Prompt A —
Please replace "rocky shore" with "pebble beach" in the records, from the line holding "Provide the segmentation of every instance of the **rocky" through the end of the records, inclusive. Return only those lines, with nothing else changed.

Text provided —
Editor-reviewed
The Jungle Book
Rudyard Kipling·1894·Macmillan and Co.·Literature
- Reading time
- 5h
- Difficulty
- Beginner
- Guide read
- 4min
- Editor's rating
- 4.1 / 5
- rudyard-kipling
- victorian
- classic
- adventure
- coming-of-age
- colonialism
- india
- 1890s
— In one sentence —
Kipling wrote a book about law, belonging, and what a child raised outside his own kind becomes — and it is stranger and harder than the Disney version.
§ 01 · WHY READ
Why read
Rudyard Kipling published The Jungle Book in 1894, drawing on his childhood in India and his adult understanding of what imperialism meant — an understanding that is embedded in the Mowgli stories in ways that reward, and complicate, close reading. The book is not a single narrative; it is a collection of stories connected by the figure of Mowgli, interspersed with stories about other animals: a white seal, Rikki-Tikki-Tavi the mongoose, Toomai of the Elephants.
The Mowgli stories are the core, and they are centrally about law. The Jungle has its own law — "the Law of the Jungle" — which Kipling describes with the same seriousness he brings to any governance system. Mowgli is raised by wolves under this law, masters it, and is eventually expelled from the jungle not by weakness but because he is human, and humans have a different law. His journey toward the village is not a liberation; it is an exile.

Mask labeling examples
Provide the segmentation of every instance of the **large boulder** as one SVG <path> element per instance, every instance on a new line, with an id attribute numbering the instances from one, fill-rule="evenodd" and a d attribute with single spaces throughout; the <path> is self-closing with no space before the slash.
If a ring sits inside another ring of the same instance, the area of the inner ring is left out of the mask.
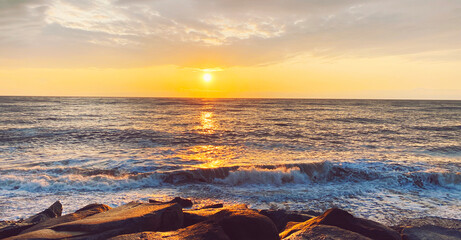
<path id="1" fill-rule="evenodd" d="M 61 216 L 61 214 L 62 214 L 62 204 L 61 202 L 56 201 L 49 208 L 25 220 L 16 221 L 16 222 L 15 221 L 4 222 L 4 224 L 0 226 L 0 238 L 7 238 L 7 237 L 18 235 L 21 232 L 31 228 L 32 226 L 40 222 L 59 217 Z"/>
<path id="2" fill-rule="evenodd" d="M 12 239 L 106 239 L 143 231 L 172 231 L 182 225 L 182 210 L 176 203 L 131 202 L 83 219 L 27 232 Z"/>
<path id="3" fill-rule="evenodd" d="M 175 197 L 173 200 L 169 202 L 161 202 L 155 199 L 149 199 L 149 203 L 177 203 L 182 208 L 190 208 L 193 206 L 192 200 L 187 198 Z"/>
<path id="4" fill-rule="evenodd" d="M 284 240 L 371 240 L 358 233 L 335 226 L 306 226 Z"/>
<path id="5" fill-rule="evenodd" d="M 45 209 L 43 212 L 40 212 L 28 219 L 24 220 L 24 222 L 28 223 L 39 223 L 51 218 L 60 217 L 62 214 L 62 204 L 59 201 L 56 201 L 51 205 L 49 208 Z"/>
<path id="6" fill-rule="evenodd" d="M 402 230 L 404 240 L 459 240 L 461 232 L 455 229 L 443 228 L 433 225 L 409 227 Z"/>
<path id="7" fill-rule="evenodd" d="M 219 225 L 231 240 L 279 239 L 275 224 L 248 208 L 223 209 L 209 217 L 208 221 Z"/>
<path id="8" fill-rule="evenodd" d="M 173 232 L 141 232 L 120 235 L 111 240 L 230 240 L 223 229 L 216 224 L 203 222 Z"/>
<path id="9" fill-rule="evenodd" d="M 402 239 L 461 239 L 461 221 L 439 217 L 406 219 L 395 227 Z"/>
<path id="10" fill-rule="evenodd" d="M 301 212 L 286 210 L 260 210 L 259 213 L 270 218 L 278 232 L 282 232 L 288 222 L 304 222 L 314 217 Z"/>
<path id="11" fill-rule="evenodd" d="M 198 220 L 191 226 L 173 232 L 143 232 L 114 237 L 124 239 L 187 239 L 187 240 L 278 240 L 274 223 L 246 205 L 185 211 Z M 190 217 L 189 216 L 189 217 Z M 187 217 L 186 217 L 187 218 Z"/>
<path id="12" fill-rule="evenodd" d="M 70 214 L 67 214 L 67 215 L 64 215 L 58 218 L 52 218 L 52 219 L 43 221 L 41 223 L 38 223 L 34 225 L 33 227 L 30 227 L 26 229 L 25 231 L 22 231 L 21 234 L 37 231 L 40 229 L 50 228 L 50 227 L 63 224 L 63 223 L 67 223 L 67 222 L 73 222 L 76 220 L 80 220 L 80 219 L 95 215 L 97 213 L 108 211 L 110 209 L 111 207 L 105 204 L 90 204 L 90 205 L 87 205 L 77 210 L 75 213 L 70 213 Z"/>
<path id="13" fill-rule="evenodd" d="M 291 229 L 285 229 L 280 236 L 281 238 L 287 238 L 301 229 L 314 227 L 319 224 L 336 226 L 376 240 L 401 239 L 400 234 L 389 227 L 367 219 L 356 218 L 350 213 L 338 208 L 329 209 L 318 217 L 314 217 L 308 221 L 297 224 Z"/>

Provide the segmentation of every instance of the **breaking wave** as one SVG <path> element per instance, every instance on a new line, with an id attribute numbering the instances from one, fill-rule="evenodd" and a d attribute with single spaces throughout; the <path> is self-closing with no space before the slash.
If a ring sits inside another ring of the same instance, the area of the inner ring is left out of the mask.
<path id="1" fill-rule="evenodd" d="M 0 190 L 23 191 L 123 191 L 153 188 L 168 184 L 275 185 L 360 183 L 369 181 L 379 186 L 417 188 L 457 187 L 461 173 L 442 169 L 409 168 L 384 163 L 330 161 L 197 168 L 168 172 L 128 172 L 79 168 L 1 170 Z M 383 185 L 384 184 L 384 185 Z"/>

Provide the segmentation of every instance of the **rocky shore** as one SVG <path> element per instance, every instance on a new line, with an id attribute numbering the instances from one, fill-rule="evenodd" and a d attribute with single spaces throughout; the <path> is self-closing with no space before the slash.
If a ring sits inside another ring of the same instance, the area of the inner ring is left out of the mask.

Prompt B —
Render this sentence from the text on The Jungle Book in Spanish: "The Mowgli stories are the core, and they are centrally about law."

Complete output A —
Provide the segmentation of every instance of the **pebble beach** as one SVG <path> element per instance, every instance on a new line, with an id attribute numbering the instances from one, fill-rule="evenodd" and a d attribute with single spaces throughout; the <path> is self-closing with no space before the slash.
If a ring sits inside another ring of the same instance, the area of the inner ring is left out of the mask.

Complete output B —
Los relatos de Mowgli son el núcleo, y tratan fundamentalmente sobre la ley.